(Saved entries)
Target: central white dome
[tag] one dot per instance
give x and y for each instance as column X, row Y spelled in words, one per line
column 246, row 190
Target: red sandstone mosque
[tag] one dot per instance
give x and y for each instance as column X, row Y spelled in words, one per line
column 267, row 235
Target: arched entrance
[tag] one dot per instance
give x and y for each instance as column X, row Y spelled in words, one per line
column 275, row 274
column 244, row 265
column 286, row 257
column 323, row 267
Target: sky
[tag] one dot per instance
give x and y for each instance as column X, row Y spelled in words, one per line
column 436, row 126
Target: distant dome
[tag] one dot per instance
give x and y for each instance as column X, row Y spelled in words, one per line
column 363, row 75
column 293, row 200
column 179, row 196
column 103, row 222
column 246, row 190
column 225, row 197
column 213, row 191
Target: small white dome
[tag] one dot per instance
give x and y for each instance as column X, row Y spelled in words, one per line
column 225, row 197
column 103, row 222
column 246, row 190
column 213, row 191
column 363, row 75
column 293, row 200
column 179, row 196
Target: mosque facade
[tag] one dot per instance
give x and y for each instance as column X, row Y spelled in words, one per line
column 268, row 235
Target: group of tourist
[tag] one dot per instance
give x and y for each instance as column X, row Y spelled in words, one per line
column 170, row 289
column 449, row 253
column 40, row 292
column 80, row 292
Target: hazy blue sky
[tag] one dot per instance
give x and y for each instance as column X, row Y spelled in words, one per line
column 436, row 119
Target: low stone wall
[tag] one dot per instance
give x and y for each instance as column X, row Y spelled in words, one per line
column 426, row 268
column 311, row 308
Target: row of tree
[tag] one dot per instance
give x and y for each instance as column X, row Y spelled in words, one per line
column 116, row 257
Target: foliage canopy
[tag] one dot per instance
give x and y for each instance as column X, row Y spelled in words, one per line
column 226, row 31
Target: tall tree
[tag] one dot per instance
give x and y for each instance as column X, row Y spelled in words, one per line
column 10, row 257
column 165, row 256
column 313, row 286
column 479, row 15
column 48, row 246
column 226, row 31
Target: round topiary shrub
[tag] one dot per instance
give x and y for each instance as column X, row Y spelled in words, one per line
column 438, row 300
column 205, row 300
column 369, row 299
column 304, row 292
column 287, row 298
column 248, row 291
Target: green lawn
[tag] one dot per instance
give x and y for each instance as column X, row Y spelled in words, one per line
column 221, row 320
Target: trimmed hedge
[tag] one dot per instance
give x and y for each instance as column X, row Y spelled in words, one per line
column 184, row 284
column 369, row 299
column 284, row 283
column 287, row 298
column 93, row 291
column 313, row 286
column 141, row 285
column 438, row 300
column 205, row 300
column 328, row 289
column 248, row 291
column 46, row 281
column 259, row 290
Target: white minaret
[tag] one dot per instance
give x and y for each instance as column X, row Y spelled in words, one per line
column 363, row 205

...

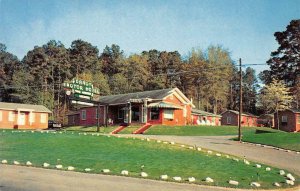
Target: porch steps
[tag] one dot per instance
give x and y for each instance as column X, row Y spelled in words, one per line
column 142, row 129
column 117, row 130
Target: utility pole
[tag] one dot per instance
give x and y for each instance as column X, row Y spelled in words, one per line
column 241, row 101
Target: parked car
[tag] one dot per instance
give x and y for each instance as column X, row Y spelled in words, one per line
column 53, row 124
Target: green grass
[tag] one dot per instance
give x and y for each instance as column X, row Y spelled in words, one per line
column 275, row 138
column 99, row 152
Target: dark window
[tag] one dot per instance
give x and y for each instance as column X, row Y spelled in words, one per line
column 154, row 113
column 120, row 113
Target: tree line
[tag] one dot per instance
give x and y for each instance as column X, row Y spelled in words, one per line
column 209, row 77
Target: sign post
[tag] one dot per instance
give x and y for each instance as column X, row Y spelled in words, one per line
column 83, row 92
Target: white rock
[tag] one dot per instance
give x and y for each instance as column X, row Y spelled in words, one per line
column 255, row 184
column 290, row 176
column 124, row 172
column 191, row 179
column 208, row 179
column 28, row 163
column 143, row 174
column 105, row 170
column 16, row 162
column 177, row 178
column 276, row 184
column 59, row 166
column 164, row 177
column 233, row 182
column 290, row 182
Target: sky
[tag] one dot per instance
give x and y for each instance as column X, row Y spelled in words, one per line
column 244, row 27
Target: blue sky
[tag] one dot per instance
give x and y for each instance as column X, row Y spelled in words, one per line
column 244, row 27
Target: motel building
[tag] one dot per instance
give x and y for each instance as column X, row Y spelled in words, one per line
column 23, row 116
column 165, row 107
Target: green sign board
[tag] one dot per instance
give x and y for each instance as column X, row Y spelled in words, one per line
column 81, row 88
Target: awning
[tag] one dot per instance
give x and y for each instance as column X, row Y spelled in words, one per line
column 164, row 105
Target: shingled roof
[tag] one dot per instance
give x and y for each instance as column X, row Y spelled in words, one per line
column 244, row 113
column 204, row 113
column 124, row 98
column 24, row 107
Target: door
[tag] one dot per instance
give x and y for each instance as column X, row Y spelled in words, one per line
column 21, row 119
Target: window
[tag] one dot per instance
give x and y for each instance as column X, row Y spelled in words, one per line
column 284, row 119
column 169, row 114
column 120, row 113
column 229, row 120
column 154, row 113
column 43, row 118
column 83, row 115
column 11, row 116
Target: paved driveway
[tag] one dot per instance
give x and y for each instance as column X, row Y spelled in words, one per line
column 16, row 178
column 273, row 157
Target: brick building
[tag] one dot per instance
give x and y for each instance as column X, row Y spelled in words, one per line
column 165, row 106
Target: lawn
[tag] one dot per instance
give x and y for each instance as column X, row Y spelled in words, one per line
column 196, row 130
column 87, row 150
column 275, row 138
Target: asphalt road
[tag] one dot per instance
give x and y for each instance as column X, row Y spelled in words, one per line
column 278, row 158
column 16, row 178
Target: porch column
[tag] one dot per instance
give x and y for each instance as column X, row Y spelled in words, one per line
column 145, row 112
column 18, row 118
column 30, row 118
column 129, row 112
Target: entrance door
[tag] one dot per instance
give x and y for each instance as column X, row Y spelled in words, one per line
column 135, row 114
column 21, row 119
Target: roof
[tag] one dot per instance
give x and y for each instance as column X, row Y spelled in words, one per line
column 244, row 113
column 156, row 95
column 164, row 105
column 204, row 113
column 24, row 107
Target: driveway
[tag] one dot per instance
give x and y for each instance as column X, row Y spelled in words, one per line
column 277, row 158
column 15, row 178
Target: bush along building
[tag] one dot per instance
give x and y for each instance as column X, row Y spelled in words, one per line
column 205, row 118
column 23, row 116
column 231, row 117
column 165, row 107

...

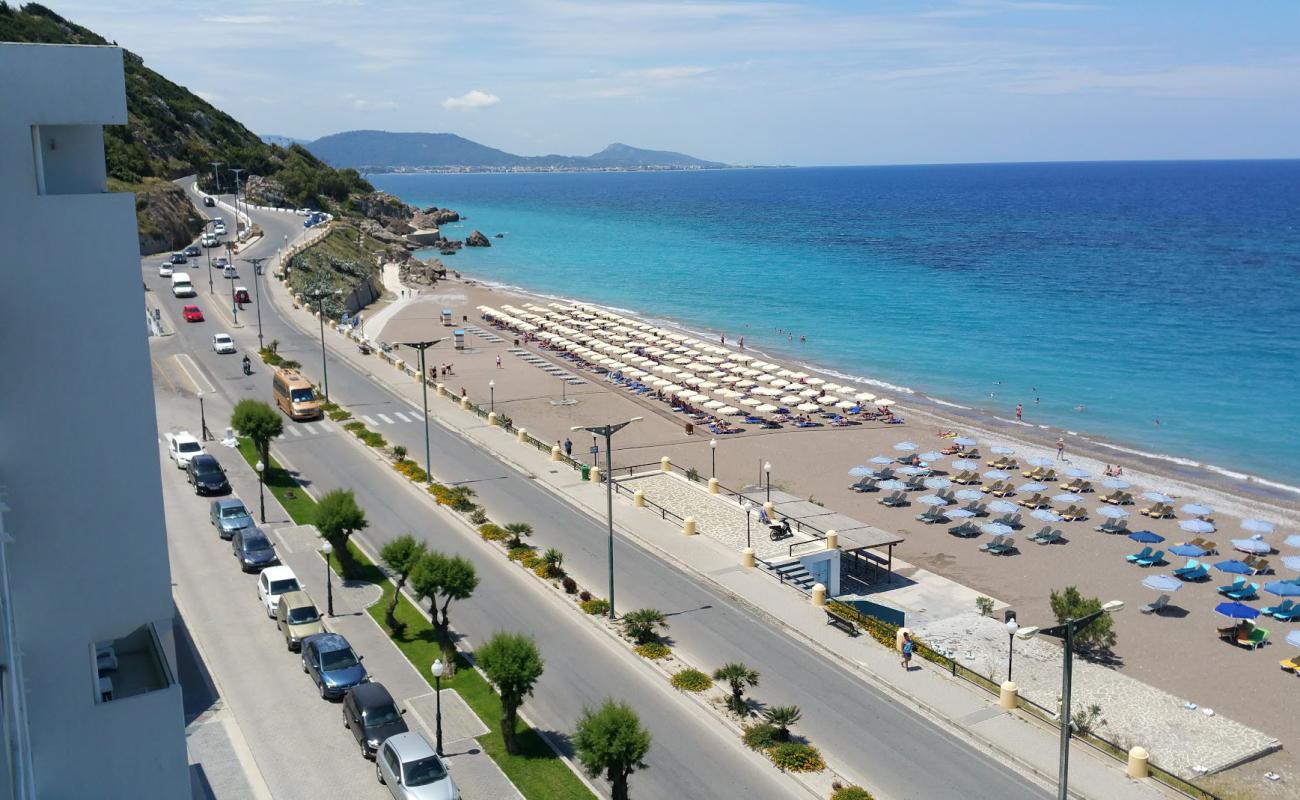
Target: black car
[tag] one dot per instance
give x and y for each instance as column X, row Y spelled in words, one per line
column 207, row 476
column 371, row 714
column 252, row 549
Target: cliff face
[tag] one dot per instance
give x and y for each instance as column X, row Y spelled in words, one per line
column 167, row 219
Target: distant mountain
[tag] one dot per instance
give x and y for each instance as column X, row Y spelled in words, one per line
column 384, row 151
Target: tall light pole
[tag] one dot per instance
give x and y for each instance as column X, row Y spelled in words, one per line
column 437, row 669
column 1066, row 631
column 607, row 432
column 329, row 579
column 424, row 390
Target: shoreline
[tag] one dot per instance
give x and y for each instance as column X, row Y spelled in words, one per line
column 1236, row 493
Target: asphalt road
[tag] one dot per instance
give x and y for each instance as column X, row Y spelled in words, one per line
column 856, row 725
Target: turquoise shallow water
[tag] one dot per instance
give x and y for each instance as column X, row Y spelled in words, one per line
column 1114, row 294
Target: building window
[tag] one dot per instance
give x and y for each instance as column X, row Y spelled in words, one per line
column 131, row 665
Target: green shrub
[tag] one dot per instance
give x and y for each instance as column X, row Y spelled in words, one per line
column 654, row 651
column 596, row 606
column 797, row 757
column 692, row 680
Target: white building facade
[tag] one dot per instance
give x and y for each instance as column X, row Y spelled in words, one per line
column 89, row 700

** TASK **
Report back each line of the entries that holds the string "mosque".

** COMPLETED TASK **
Target: red sandstone mosque
Target: mosque facade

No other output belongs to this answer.